Activity ->
Your answer should consist only of the lines from the line containing "box in the photo above." through the last line below, each repeated exactly.

━━━━━━━━

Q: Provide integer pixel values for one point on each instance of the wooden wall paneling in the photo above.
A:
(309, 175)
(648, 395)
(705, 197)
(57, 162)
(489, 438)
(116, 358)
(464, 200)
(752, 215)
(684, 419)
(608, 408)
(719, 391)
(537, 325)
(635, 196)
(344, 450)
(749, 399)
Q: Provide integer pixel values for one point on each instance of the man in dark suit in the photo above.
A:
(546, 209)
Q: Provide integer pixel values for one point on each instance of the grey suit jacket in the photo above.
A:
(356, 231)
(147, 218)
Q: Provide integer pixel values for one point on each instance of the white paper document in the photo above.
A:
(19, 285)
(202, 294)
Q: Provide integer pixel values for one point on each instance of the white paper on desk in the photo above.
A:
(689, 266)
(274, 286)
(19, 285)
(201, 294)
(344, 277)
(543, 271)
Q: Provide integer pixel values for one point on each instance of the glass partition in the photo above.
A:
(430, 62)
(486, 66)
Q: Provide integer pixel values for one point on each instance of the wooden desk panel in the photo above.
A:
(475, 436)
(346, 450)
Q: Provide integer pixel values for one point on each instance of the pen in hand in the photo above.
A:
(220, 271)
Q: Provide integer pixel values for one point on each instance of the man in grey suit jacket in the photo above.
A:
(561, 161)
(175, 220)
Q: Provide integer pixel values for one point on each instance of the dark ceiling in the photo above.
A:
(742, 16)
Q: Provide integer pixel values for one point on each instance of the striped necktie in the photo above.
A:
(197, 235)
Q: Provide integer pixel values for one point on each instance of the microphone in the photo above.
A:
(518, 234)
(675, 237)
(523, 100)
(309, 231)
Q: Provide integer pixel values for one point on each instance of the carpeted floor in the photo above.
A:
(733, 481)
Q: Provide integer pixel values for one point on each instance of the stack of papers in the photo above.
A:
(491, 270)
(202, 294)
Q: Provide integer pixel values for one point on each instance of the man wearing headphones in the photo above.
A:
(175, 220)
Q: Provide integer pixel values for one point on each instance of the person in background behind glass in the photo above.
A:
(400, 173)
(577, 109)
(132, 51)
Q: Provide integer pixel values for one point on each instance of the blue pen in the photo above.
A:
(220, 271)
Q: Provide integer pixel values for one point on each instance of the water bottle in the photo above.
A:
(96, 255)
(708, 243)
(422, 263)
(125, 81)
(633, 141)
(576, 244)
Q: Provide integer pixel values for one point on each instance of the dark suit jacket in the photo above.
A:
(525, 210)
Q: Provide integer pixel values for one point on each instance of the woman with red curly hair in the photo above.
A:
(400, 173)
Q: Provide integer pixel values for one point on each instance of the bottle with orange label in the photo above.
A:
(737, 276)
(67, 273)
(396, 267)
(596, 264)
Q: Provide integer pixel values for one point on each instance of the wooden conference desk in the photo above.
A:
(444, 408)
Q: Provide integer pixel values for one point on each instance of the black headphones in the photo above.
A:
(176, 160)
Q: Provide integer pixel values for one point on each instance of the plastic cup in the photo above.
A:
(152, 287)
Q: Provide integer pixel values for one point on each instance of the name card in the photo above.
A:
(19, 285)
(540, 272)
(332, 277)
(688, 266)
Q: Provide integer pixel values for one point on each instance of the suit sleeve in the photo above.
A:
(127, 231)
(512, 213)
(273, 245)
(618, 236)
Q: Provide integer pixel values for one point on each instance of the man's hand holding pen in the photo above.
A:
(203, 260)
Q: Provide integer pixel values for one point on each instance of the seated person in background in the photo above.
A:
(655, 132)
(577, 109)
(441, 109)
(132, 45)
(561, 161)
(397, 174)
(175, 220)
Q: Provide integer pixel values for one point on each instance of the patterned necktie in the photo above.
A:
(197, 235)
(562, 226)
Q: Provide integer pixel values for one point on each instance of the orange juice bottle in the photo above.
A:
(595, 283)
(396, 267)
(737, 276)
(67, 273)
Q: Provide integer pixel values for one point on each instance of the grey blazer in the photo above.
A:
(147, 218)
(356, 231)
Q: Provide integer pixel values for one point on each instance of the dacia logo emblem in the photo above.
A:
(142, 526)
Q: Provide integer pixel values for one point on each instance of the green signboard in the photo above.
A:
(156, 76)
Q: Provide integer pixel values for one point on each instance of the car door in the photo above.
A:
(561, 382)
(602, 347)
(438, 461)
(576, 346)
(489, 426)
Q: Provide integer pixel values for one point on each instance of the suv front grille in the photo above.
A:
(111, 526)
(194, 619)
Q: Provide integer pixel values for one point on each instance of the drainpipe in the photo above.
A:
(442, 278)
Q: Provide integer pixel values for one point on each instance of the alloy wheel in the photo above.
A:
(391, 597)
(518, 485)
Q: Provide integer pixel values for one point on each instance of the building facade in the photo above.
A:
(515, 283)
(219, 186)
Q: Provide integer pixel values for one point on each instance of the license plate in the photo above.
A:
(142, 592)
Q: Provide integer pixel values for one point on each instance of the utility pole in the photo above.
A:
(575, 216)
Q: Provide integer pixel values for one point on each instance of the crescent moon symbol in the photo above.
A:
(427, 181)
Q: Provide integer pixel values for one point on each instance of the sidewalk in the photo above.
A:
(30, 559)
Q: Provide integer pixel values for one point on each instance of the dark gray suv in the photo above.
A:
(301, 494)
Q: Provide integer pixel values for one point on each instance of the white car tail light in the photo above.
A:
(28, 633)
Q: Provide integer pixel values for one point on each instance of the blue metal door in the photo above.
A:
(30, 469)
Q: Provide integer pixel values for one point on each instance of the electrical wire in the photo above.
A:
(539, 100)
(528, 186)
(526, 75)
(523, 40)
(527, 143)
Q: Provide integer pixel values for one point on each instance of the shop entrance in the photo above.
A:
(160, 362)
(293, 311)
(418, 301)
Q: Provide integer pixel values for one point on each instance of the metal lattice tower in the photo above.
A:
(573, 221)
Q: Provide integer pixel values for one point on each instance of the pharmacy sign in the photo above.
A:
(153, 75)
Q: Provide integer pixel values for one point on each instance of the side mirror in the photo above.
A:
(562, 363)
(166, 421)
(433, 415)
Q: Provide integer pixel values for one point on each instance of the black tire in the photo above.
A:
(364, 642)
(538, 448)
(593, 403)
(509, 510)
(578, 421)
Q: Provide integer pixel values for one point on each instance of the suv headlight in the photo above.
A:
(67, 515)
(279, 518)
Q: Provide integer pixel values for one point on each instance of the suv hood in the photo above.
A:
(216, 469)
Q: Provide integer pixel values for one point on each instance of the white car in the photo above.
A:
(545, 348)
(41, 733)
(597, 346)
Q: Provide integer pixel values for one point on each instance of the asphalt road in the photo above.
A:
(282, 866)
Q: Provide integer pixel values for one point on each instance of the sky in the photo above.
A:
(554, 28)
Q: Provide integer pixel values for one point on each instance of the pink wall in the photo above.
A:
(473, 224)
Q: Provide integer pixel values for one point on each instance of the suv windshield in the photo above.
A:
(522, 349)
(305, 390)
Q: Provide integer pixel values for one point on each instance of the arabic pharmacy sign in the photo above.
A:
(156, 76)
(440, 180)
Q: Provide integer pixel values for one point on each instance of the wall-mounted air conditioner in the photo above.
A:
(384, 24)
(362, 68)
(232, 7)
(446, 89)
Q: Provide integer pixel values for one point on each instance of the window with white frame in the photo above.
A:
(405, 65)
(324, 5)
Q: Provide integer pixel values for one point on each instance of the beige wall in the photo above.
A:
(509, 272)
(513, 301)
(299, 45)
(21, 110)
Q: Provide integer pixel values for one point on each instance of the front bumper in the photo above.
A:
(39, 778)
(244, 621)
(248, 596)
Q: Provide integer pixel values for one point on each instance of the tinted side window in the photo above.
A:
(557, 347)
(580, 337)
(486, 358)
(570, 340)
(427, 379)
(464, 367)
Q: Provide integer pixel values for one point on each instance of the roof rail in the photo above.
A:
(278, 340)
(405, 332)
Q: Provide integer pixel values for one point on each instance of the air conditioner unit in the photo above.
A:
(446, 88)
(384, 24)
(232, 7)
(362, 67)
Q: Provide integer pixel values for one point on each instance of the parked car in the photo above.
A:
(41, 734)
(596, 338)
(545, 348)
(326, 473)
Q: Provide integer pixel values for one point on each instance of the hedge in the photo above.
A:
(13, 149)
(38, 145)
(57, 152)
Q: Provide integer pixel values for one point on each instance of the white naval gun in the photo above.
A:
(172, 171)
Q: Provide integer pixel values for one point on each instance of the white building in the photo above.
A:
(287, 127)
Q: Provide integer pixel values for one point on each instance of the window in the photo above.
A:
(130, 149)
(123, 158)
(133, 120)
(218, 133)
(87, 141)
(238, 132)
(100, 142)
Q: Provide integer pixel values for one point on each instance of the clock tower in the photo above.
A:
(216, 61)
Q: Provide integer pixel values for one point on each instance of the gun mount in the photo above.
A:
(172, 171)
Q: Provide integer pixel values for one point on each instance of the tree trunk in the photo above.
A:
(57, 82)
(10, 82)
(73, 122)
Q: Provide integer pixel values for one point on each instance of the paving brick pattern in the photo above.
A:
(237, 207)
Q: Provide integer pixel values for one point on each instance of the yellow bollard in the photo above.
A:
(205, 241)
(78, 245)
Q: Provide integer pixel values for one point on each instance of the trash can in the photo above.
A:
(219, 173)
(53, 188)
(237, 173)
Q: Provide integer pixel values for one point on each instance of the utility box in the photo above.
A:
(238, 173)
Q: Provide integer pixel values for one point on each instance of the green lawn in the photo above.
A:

━━━━━━━━

Response area ->
Q: Provide integer pixel values for one point on each instance of the utility box in the photo above.
A:
(238, 173)
Q: Provide integer pixel values for one point on each instance of the green lawn in the photo above.
A:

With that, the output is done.